## Exercise prompt
Print every one of the records below word for word, leaving out the pictures.

## Source data
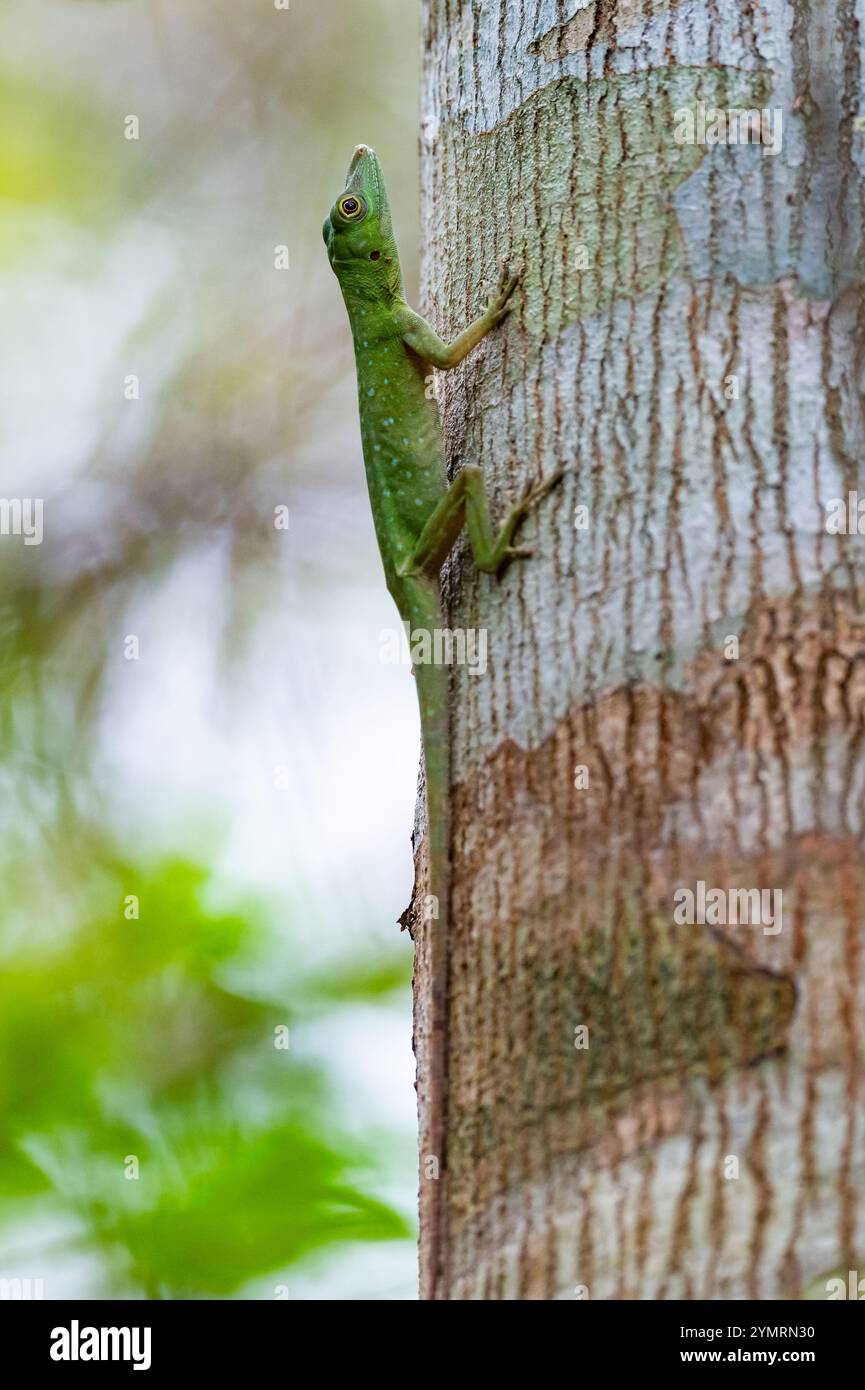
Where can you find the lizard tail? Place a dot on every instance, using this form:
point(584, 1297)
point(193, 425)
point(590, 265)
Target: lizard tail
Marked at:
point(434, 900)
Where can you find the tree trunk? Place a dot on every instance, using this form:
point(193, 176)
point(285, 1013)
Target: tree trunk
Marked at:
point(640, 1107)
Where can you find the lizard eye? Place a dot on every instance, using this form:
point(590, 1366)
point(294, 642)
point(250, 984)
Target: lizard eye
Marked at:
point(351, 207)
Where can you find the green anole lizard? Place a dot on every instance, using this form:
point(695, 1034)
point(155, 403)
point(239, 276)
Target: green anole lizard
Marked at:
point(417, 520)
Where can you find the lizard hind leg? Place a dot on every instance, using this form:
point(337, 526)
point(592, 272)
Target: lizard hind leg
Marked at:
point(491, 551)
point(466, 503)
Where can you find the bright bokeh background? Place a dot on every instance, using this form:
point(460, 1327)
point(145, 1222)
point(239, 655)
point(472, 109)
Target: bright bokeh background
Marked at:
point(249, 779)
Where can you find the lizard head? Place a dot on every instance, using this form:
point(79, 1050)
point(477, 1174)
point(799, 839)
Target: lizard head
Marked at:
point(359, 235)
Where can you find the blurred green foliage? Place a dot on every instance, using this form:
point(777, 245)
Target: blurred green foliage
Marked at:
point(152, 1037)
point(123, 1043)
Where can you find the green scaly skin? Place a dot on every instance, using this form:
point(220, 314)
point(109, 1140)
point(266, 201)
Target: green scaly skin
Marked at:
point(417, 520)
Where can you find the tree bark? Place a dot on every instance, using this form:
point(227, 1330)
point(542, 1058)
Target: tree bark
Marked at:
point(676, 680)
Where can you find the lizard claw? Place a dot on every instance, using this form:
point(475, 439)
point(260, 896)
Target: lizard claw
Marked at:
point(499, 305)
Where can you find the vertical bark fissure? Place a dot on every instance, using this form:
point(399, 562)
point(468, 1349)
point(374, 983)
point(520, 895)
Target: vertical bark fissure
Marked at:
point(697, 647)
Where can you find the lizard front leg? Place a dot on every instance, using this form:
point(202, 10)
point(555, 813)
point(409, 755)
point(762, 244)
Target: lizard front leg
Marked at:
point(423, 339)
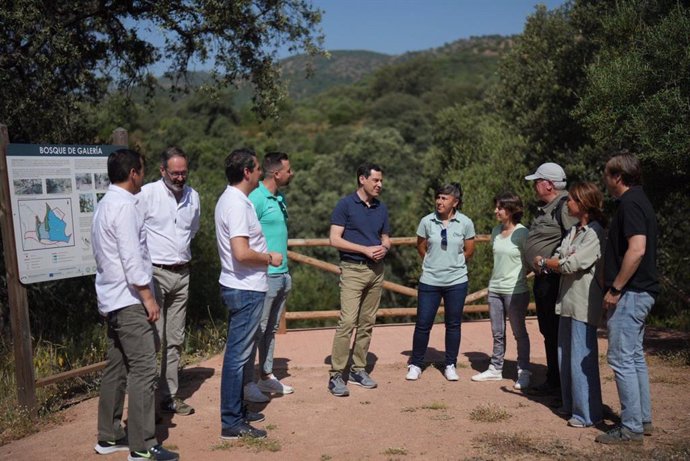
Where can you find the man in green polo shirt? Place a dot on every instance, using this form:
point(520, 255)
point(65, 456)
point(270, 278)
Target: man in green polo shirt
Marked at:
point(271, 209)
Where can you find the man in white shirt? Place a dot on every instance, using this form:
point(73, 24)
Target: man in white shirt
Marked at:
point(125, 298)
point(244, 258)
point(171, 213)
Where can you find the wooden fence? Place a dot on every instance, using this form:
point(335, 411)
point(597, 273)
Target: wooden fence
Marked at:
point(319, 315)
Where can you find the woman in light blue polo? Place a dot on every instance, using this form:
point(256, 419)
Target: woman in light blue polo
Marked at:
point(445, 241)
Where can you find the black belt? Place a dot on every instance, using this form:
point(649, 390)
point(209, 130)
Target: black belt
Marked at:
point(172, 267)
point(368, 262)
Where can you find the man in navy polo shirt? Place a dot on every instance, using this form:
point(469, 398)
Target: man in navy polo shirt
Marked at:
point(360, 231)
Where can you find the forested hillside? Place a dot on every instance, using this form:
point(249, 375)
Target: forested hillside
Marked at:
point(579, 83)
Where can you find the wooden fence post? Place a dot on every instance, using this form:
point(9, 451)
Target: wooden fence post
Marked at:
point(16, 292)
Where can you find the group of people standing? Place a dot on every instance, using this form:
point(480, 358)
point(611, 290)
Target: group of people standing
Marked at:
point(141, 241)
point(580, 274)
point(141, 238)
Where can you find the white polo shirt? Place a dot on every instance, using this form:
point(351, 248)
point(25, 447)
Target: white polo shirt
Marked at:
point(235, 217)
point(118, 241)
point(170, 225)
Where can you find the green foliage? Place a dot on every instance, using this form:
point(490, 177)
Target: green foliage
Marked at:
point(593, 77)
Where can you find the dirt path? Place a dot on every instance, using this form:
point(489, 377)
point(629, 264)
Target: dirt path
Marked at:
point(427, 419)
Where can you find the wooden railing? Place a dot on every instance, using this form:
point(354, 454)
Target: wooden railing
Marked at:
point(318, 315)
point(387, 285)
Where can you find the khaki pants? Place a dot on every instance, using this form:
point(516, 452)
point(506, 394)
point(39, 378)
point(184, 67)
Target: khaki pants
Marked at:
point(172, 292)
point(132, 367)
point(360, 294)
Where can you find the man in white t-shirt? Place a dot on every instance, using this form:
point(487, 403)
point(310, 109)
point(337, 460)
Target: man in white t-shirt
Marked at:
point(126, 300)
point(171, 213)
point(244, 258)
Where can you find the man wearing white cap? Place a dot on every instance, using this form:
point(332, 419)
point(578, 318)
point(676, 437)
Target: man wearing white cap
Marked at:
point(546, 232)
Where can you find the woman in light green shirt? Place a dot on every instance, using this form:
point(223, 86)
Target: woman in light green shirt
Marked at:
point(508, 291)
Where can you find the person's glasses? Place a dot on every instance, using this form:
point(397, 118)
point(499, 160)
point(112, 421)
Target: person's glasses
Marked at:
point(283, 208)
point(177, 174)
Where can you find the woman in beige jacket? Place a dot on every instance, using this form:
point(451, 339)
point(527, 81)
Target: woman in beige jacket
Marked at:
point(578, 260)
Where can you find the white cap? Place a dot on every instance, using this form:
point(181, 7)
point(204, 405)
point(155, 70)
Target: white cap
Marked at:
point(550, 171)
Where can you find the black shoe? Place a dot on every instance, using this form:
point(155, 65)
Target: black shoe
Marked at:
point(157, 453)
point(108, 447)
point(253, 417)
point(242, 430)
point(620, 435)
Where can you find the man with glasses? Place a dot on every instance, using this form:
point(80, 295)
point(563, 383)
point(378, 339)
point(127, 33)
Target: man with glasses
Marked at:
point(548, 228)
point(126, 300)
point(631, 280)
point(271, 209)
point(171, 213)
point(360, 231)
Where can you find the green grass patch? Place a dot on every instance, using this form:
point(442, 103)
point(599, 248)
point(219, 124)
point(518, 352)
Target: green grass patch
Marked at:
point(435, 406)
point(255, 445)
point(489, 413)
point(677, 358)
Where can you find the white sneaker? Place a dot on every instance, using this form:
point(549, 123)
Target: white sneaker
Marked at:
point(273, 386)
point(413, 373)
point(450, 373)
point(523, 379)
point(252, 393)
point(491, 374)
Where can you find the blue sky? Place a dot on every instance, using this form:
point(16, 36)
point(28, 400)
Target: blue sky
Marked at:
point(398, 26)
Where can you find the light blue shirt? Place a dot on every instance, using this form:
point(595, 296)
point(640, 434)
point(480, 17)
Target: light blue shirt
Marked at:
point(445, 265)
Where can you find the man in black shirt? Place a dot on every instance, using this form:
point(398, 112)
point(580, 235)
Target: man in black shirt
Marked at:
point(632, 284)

## Solution
Where can you find the lizard tail? Place a dot on every instance, using this form:
point(584, 1297)
point(193, 425)
point(590, 265)
Target: lizard tail
Marked at:
point(434, 900)
Where can you find the tree trunk? Place a dot on every instance, using this form:
point(193, 176)
point(285, 1013)
Target: tree trunk
Marked at:
point(640, 1107)
Where can you find the lizard eye? Place a dot on every instance, using this form:
point(590, 1366)
point(294, 642)
point(250, 984)
Target: lizard eye
Marked at:
point(351, 207)
Where can you find the green anole lizard? Place a dot on every instance, using this form:
point(695, 1034)
point(155, 403)
point(239, 276)
Target: green anole lizard
Marked at:
point(417, 520)
Where can you find the lizard hind leg? Place a dot on every instance, using this form:
point(337, 526)
point(592, 272)
Target: lizard hind leg
Marked at:
point(491, 551)
point(466, 503)
Where can you find the bright bokeh background? Place a dot on every instance, using this form:
point(460, 1327)
point(145, 1222)
point(239, 655)
point(472, 109)
Target: bright bokeh background
Marked at:
point(249, 779)
Where can you find the lizard head? Place a dot on every instance, using this form:
point(79, 1050)
point(477, 1174)
point(799, 839)
Target: lizard head
Marked at:
point(359, 235)
Where can you find the blurred green foliage? Place a dot on every instance, using this form:
point(777, 245)
Target: blurred green foliage
Marked at:
point(152, 1037)
point(123, 1043)
Where can you find the green scaly skin? Place a dot on every instance, using this form:
point(220, 314)
point(109, 1140)
point(266, 201)
Target: green scaly skin
Marked at:
point(417, 520)
Where can you find the tree bark? Place a dot on every instance, using this form:
point(227, 1330)
point(542, 1058)
Target: tree bark
Marked at:
point(676, 680)
Where can you find the lizard claw? Place a dot on every instance, using this form:
point(475, 439)
point(260, 896)
Target: lizard claw
Marked at:
point(499, 305)
Where can you find the vertical bark fissure? Place a dot on every instance, using this form:
point(399, 562)
point(468, 1349)
point(374, 983)
point(520, 895)
Target: vertical bark fissure
Marked at:
point(697, 647)
Where can you find the lizard front leg? Place a dot on every instance, using this form:
point(202, 10)
point(555, 813)
point(409, 755)
point(762, 244)
Target: lizard front leg
Marked at:
point(423, 339)
Where can you find the man in green polo shirt? Place a dot on every instance, using this form:
point(520, 255)
point(65, 456)
point(270, 278)
Target: man in green polo shirt
Marked at:
point(271, 209)
Where can you find the man in white shirt? Place a dot on every instance, using this form:
point(73, 24)
Target: man in white shirt
Marked at:
point(125, 298)
point(244, 258)
point(171, 213)
Where can you find the wooden fence? Place a dot on every instance, using this form:
point(335, 411)
point(597, 273)
Target: wooden fence
Marked at:
point(319, 315)
Where can you find the woman in light blue polo? Place a dot on every instance, using this form:
point(256, 419)
Target: woman in light blue polo
Marked at:
point(445, 241)
Where can you find the black belt? Place a dot on every instance, using this form:
point(649, 390)
point(209, 130)
Target: black belt
Marked at:
point(172, 267)
point(368, 262)
Where can you find the man in navy polo shirt? Place a dot on every instance, using this form:
point(469, 398)
Target: man in navy polo shirt
Marked at:
point(360, 231)
Where can you find the forested hillside? Place a dot on every instance, using this form:
point(249, 375)
Target: forested hillside
Marked at:
point(579, 83)
Where can you find the wooden fence post? Place a dot on every instance, using this form:
point(9, 451)
Target: wooden fence post
Marked at:
point(16, 292)
Where can you find the group of people standing? Place a dot on every instance, using this form:
point(480, 358)
point(611, 290)
Target: group of people standing
Marked at:
point(141, 241)
point(580, 274)
point(141, 238)
Where can you find the white polo shirt? Place a dot on every instance, using this form:
point(351, 248)
point(25, 447)
Target: white polo shirt
Marked at:
point(235, 217)
point(118, 241)
point(170, 225)
Where can you find the green foliage? Place a dot on every instance, using this form:
point(490, 177)
Target: green foliage
Marked at:
point(593, 77)
Where can you find the dirt path? Place a dot on every instance, using this form:
point(489, 377)
point(629, 264)
Target: dirt path
Marked at:
point(427, 419)
Where can you find the wooden railing? Place a dot on every instance, using this form:
point(354, 454)
Target: wooden railing
Marked at:
point(318, 315)
point(387, 285)
Where can you find the khaki pants? Place a dot on every instance, using this form:
point(516, 452)
point(506, 394)
point(39, 378)
point(184, 67)
Target: khaki pants
Marked at:
point(172, 292)
point(132, 367)
point(360, 294)
Where can you find the man in white t-shirt? Place a dot on every instance, using this form:
point(487, 403)
point(310, 109)
point(337, 460)
Target: man in white t-shirt
Marked at:
point(126, 300)
point(171, 213)
point(244, 258)
Where can you find the man wearing white cap? Place a dot on every instance, using this form:
point(332, 419)
point(578, 318)
point(676, 437)
Target: man wearing white cap
Marked at:
point(546, 232)
Where can you find the woman in light green shirt? Place a dot on every instance, using this form:
point(223, 86)
Target: woman in light green shirt
Marked at:
point(508, 291)
Where can you find the person's glasses? Place a dot on every instance, using this form:
point(397, 118)
point(499, 160)
point(112, 421)
Target: person's glasses
Marked at:
point(283, 208)
point(177, 174)
Where can you find the woman in beige jacket? Place a dot on every instance, using this form:
point(451, 339)
point(527, 81)
Target: woman in beige jacket
Marked at:
point(578, 260)
Where can you find the white cap? Place a dot on every instance, using this form:
point(181, 7)
point(204, 405)
point(155, 70)
Target: white cap
Marked at:
point(550, 171)
Where can you find the black shoe? Place a dot on every instance, using this form:
point(155, 65)
Target: black shoe
Marked at:
point(157, 453)
point(108, 447)
point(253, 417)
point(242, 430)
point(620, 435)
Where can you find the man with glasses? Place a dot on every instance, using this form:
point(80, 295)
point(563, 383)
point(378, 339)
point(127, 33)
Target: man with glasses
Marked at:
point(548, 228)
point(126, 300)
point(631, 280)
point(271, 209)
point(171, 213)
point(360, 231)
Where can you find the green grass patch? Place a dot on every instance, using this form:
point(442, 103)
point(599, 248)
point(219, 124)
point(518, 352)
Target: green grass patch
Marked at:
point(435, 406)
point(255, 445)
point(489, 413)
point(677, 358)
Where can you find the white sneaker? Place a dot on every instance, using this form:
point(549, 123)
Target: white sneaker
Marked at:
point(273, 386)
point(413, 373)
point(450, 373)
point(523, 379)
point(252, 393)
point(491, 374)
Where can you find the blue sky? Place a dot on every instance, using this form:
point(16, 36)
point(28, 400)
Target: blue sky
Marked at:
point(398, 26)
Where can you find the light blue shirt? Place a dot on every instance, using this form:
point(595, 296)
point(640, 434)
point(480, 17)
Target: light blue shirt
Marked at:
point(445, 265)
Where can you find the man in black shirt? Place a dot on every instance, using this form:
point(398, 112)
point(580, 235)
Target: man in black shirt
Marked at:
point(632, 284)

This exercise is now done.